▶ _WORK ORDER_: A complete, exact copy of the records is needed here.

Records from a dataset
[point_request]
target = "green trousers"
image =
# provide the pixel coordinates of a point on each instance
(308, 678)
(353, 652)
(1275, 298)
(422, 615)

▶ _TASK ANSWER_:
[point_request]
target = "green trousers"
image =
# provide the pixel coordinates of a point on each instance
(308, 678)
(353, 652)
(1275, 298)
(422, 615)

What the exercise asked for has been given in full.